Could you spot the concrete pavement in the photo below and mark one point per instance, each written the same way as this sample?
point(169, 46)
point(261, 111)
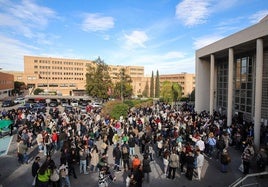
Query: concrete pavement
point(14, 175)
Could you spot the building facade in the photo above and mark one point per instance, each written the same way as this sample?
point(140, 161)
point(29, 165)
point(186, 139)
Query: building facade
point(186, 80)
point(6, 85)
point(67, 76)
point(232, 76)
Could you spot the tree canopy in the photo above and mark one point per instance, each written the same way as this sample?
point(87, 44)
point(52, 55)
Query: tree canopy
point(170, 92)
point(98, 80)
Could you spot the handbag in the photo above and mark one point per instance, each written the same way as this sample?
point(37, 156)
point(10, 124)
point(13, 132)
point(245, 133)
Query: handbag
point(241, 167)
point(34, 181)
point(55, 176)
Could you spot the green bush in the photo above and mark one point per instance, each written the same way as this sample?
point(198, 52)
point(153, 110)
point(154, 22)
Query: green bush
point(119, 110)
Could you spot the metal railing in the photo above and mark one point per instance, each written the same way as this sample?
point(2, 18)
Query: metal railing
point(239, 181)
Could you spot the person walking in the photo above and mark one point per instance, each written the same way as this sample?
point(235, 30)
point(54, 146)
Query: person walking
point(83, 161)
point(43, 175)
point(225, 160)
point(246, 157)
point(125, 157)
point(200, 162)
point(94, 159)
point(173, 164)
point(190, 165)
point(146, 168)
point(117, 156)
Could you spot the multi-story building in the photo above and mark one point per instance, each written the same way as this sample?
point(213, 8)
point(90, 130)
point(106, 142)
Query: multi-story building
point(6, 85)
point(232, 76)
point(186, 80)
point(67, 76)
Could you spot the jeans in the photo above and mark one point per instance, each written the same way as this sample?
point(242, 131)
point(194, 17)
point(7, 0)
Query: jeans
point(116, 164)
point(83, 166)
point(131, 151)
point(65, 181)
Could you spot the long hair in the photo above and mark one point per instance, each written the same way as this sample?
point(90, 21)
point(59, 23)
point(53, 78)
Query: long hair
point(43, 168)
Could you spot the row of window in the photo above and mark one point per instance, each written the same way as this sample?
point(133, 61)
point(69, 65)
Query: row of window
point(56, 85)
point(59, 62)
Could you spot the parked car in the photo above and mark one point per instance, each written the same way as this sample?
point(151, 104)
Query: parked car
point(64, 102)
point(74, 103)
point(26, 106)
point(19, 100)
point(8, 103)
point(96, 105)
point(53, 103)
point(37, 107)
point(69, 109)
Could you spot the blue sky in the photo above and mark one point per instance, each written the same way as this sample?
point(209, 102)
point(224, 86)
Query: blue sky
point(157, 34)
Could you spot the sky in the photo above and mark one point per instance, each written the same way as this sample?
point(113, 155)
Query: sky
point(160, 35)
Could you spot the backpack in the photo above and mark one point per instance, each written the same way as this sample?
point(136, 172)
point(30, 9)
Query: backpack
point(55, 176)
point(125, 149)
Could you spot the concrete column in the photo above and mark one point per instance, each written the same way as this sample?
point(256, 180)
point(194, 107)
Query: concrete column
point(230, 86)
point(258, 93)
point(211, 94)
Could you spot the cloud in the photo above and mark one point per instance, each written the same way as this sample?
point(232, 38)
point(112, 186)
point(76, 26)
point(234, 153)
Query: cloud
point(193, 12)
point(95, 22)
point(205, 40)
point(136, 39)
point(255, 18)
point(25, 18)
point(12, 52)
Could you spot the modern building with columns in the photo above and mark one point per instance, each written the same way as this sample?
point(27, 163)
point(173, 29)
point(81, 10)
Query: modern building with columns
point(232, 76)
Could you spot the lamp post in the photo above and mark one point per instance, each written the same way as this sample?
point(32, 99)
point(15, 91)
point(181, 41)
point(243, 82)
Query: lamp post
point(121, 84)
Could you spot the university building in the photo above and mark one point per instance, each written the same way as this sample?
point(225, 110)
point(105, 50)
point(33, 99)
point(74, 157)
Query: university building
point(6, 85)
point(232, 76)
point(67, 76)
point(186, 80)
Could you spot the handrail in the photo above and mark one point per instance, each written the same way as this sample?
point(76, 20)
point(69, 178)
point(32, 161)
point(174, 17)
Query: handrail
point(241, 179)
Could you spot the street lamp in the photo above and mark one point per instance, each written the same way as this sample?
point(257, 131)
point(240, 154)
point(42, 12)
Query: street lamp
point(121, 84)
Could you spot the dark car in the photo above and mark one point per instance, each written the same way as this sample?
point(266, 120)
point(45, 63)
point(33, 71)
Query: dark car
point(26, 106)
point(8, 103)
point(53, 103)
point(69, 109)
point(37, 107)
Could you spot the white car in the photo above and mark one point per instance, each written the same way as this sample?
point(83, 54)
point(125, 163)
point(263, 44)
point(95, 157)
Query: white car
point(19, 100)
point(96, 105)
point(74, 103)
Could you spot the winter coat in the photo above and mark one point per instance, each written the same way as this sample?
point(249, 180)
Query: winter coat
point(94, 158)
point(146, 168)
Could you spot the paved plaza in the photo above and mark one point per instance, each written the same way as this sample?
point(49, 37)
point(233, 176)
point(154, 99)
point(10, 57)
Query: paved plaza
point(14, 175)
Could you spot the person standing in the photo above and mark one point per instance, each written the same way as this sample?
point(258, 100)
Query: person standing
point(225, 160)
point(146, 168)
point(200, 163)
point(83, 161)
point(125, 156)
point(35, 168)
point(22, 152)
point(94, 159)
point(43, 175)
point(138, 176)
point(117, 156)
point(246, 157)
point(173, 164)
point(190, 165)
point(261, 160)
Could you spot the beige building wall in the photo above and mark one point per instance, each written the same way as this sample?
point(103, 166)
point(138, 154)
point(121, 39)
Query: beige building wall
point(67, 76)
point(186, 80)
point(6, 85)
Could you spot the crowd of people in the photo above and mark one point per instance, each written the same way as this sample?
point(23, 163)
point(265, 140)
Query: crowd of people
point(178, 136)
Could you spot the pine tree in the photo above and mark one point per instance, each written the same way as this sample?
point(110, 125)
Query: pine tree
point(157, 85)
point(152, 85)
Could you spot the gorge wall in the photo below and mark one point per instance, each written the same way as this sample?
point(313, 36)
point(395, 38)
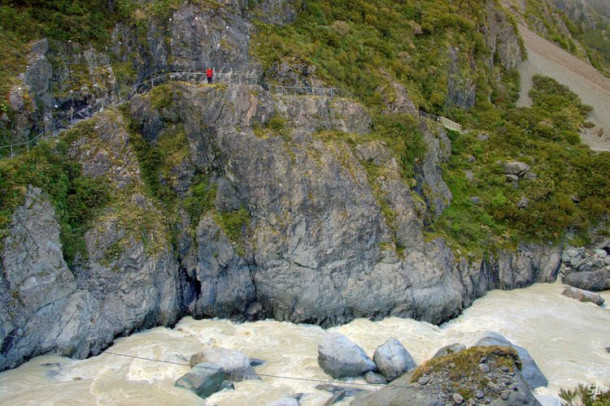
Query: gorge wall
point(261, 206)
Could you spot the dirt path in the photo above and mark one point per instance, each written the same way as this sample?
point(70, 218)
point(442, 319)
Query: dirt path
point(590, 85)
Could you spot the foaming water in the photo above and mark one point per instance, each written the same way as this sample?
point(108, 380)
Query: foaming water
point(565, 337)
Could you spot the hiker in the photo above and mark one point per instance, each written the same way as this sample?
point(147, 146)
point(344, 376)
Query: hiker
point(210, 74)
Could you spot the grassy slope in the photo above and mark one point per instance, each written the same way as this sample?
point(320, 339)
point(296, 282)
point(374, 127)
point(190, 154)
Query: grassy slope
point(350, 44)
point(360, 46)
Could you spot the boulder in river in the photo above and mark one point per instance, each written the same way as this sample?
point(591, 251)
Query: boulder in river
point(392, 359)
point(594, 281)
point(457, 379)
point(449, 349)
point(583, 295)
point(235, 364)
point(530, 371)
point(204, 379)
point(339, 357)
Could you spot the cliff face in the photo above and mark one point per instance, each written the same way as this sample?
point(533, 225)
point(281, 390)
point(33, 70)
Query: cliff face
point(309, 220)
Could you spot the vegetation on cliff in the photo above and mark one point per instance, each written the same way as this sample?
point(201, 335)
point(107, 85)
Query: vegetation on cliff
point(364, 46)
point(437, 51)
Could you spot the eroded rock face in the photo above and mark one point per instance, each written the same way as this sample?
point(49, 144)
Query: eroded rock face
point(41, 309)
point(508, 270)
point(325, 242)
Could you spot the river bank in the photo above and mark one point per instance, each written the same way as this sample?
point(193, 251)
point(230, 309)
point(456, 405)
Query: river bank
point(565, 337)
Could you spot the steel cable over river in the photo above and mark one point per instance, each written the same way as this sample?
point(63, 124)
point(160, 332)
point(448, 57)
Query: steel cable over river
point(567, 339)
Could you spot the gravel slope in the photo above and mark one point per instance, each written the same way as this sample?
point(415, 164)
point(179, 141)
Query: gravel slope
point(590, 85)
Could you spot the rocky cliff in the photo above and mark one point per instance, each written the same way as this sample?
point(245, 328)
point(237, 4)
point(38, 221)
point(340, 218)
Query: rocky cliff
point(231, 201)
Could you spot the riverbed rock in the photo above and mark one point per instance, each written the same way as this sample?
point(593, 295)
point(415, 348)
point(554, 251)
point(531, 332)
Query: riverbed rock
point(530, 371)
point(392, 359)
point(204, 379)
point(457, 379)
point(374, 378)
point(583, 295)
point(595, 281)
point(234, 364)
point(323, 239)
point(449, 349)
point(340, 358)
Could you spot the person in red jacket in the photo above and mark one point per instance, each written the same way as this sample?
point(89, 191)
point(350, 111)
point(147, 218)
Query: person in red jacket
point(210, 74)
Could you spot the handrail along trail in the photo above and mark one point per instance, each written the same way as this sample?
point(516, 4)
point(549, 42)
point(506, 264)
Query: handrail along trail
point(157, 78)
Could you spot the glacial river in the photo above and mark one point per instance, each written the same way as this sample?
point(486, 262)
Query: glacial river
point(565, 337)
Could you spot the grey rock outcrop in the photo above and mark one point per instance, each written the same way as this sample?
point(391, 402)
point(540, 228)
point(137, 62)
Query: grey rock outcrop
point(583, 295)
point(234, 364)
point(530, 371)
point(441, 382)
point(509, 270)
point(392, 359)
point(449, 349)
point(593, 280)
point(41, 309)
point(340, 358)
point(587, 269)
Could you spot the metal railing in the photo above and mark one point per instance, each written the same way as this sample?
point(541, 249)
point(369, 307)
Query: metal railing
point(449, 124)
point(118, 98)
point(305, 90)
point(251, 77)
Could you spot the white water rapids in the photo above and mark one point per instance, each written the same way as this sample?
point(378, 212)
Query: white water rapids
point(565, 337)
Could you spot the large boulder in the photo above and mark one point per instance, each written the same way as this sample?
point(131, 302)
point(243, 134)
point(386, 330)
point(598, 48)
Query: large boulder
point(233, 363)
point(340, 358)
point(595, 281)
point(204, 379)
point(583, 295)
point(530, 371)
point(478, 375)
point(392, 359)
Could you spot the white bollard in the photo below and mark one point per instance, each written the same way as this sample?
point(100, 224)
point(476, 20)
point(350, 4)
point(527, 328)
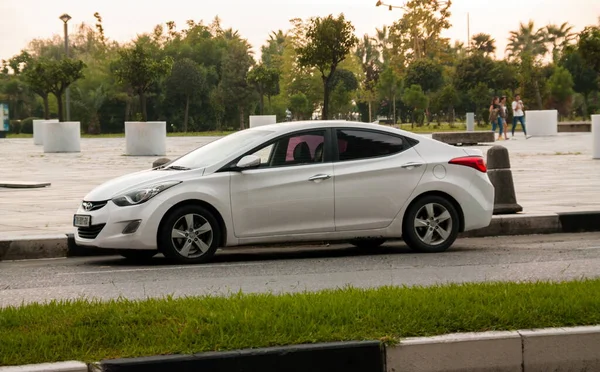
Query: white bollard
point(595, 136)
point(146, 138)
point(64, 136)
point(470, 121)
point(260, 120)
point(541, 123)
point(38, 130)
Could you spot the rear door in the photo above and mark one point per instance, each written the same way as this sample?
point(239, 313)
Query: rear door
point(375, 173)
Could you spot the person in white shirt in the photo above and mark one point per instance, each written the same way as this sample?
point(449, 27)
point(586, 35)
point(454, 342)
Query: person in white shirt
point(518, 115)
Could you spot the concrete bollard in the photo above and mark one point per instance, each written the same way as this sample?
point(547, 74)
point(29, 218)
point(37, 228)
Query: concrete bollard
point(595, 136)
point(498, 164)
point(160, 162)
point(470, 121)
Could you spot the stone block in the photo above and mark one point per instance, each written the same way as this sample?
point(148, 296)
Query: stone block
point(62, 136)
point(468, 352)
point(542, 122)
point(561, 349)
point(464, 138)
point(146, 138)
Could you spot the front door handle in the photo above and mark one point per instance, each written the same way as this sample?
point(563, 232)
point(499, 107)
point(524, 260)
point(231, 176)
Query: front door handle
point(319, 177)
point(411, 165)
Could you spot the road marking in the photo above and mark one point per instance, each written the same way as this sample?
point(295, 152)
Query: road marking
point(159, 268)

━━━━

Could you return exactly the lines above from the line with "Query: rocky cliff" to the line with "point(350, 4)", both included, and nothing else?

Query: rocky cliff
point(231, 201)
Could you spot the riverbed rock in the photo above and mark one point per instance, each written the same way as this sample?
point(593, 295)
point(415, 348)
point(554, 251)
point(531, 332)
Query: riverbed rock
point(530, 371)
point(392, 359)
point(204, 379)
point(457, 379)
point(374, 378)
point(583, 295)
point(595, 281)
point(234, 364)
point(323, 239)
point(449, 349)
point(340, 358)
Could you spot the person in red jacket in the photo above and mark one point per instance, each written the same way as this sample?
point(89, 191)
point(350, 111)
point(147, 218)
Query: person in red jacket
point(210, 74)
Could you spot the handrail along trail in the photo above and mark one point per instance, each written the same way as this sample?
point(516, 4)
point(549, 42)
point(506, 264)
Query: handrail along trail
point(157, 78)
Could you spot the glacial river in the photo above and mark one point per instance, each written the same way as this sample?
point(486, 262)
Query: glacial river
point(565, 337)
Could you spot the grey rock outcrop in the photo above and mark one point per instance, each written the same way as this sample?
point(391, 402)
point(540, 228)
point(137, 62)
Query: grey rock outcrop
point(583, 295)
point(234, 364)
point(530, 371)
point(441, 382)
point(509, 270)
point(392, 359)
point(449, 349)
point(593, 280)
point(41, 309)
point(340, 358)
point(587, 269)
Could you spot the metal railing in the photo above and mark one point per instance, each written the same way as this sample?
point(541, 249)
point(369, 307)
Query: metal railing
point(449, 124)
point(118, 98)
point(305, 90)
point(251, 77)
Could you spot the white water rapids in the photo above and mark one point per instance, each written the same way as this sample?
point(378, 212)
Query: white water rapids
point(565, 337)
Could you spot the large boulder in the photo above and mark one point per instance, each written the same way as this sample?
point(131, 302)
point(243, 134)
point(386, 330)
point(598, 48)
Query: large boulder
point(233, 363)
point(340, 358)
point(595, 281)
point(204, 379)
point(583, 295)
point(530, 371)
point(478, 375)
point(392, 359)
Could you spot the white bollard in the photo below and mark one point per instance, each written the same way as this sample?
point(100, 224)
point(476, 20)
point(350, 4)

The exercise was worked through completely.